* [Liste des consignes]:
(1) Recopiez le texte sur la tradipratique depuis « La tradipratique au » jusqu'à « sujet de thèse ? ».
(2) Relevez toutes les personnes désignées par leur nom dans le texte sur la tradipratique.
(3) Répondez brièvement à partir du texte sur la tradipratique :
(a) Quel prix Estelle Sarr a-t-elle reçu ?
(b) Dans quelle bibliothèque a-t-elle fait des recherches pendant son stage ?
(c) De quelle manière les guérisseurs rencontrés transmettent-ils leurs connaissances ?

* [Texte fourni]:
La tradipratique au Sénégal, un autre regard sur la dentisterie
Publié le 5 mars 2024.
Observer la pratique dentaire hors de nos frontières peut offrir des perspectives. C’est ce qu’Estelle Sarr, lauréate du prix de thèse ADF Dentsply-Sirona 2023 dans la catégorie Sujets de sciences humaines, a exposé à l’occasion du Congrès de l’ADF. Son itinéraire et son sujet de thèse intitulé « Parcours thérapeutique d’un patient en odontologie traditionnelle – cas du Sénégal » sont intimement liés.
Pouvez-vous nous expliquer le choix de votre sujet de thèse ?
Estelle Sarr : J'avais assisté à une conférence à Nantes sur les arts de guérir en Afrique, animée par un professeur de la faculté dentaire de Nantes et un dentiste burkinabé, le Dr Sanou. Le sujet m'intriguait. Quelques années plus tard, lors d'un stage dans un cabinet dentaire au Sénégal et en fréquentant la faculté dentaire, j'ai approfondi mes connaissances. Bien que connaissant déjà la médecine sénégalaise en raison de mes origines, j'ignorais l'existence de pratiques spécifiques en dentisterie. Cette découverte a suscité ma curiosité. Pendant mon stage, j'ai entrepris des recherches à la bibliothèque de l'université de Dakar, où j'ai trouvé des thèses, notamment sur des plantes aux propriétés antalgiques qui m'étaient inconnues. C'est à ce moment-là que mon sujet a pris forme.
Comment avez-vous travaillé votre sujet ?
E.S. : Mon travail est principalement bibliographique. J'ai examiné de nombreuses thèses et ouvrages traitant des plantes à usage traditionnel. Lors de mes recherches sur le terrain, j'ai eu l'opportunité de rencontrer des guérisseurs qui transmettent leurs connaissances exclusivement de manière orale, et j'ai compilé ces informations. J'ai travaillé de manière autonome avant de présenter mon travail à mon directeur de thèse, le Pr Bernard Giumelli.

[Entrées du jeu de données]
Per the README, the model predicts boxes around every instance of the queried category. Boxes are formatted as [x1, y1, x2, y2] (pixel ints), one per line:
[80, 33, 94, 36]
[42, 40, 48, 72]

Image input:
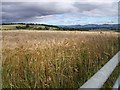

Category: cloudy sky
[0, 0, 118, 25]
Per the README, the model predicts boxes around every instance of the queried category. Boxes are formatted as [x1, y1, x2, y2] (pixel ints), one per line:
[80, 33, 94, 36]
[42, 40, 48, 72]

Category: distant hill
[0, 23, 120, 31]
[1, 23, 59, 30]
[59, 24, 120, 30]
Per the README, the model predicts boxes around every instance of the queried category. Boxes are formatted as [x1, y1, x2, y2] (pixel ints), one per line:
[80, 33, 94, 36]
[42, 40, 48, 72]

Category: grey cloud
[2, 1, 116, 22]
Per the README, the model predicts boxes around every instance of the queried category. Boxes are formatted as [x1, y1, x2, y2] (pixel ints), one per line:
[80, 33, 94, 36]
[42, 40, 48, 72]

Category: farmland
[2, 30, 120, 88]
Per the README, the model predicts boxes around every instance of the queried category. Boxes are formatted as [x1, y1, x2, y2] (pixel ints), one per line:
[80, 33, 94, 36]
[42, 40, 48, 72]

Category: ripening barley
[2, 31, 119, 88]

* * *

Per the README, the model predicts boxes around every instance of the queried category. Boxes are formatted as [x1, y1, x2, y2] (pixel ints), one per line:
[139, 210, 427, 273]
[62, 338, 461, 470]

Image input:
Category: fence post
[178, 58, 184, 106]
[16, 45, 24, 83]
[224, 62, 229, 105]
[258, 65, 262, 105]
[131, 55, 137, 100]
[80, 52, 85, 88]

* [Réponses attendues]:
(1)
La tradipratique au Sénégal, un autre regard sur la dentisterie
Publié le 5 mars 2024.
Observer la pratique dentaire hors de nos frontières peut offrir des perspectives. C’est ce qu’Estelle Sarr, lauréate du prix de thèse ADF Dentsply-Sirona 2023 dans la catégorie Sujets de sciences humaines, a exposé à l’occasion du Congrès de l’ADF. Son itinéraire et son sujet de thèse intitulé « Parcours thérapeutique d’un patient en odontologie traditionnelle – cas du Sénégal » sont intimement liés.
Pouvez-vous nous expliquer le choix de votre sujet de thèse ?

(2)
Estelle Sarr
Dr Sanou
Pr Bernard Giumelli

(3)
(a) Le prix de thèse ADF Dentsply-Sirona 2023, dans la catégorie Sujets de sciences humaines.
(b) La bibliothèque de l'université de Dakar.
(c) Exclusivement de manière orale.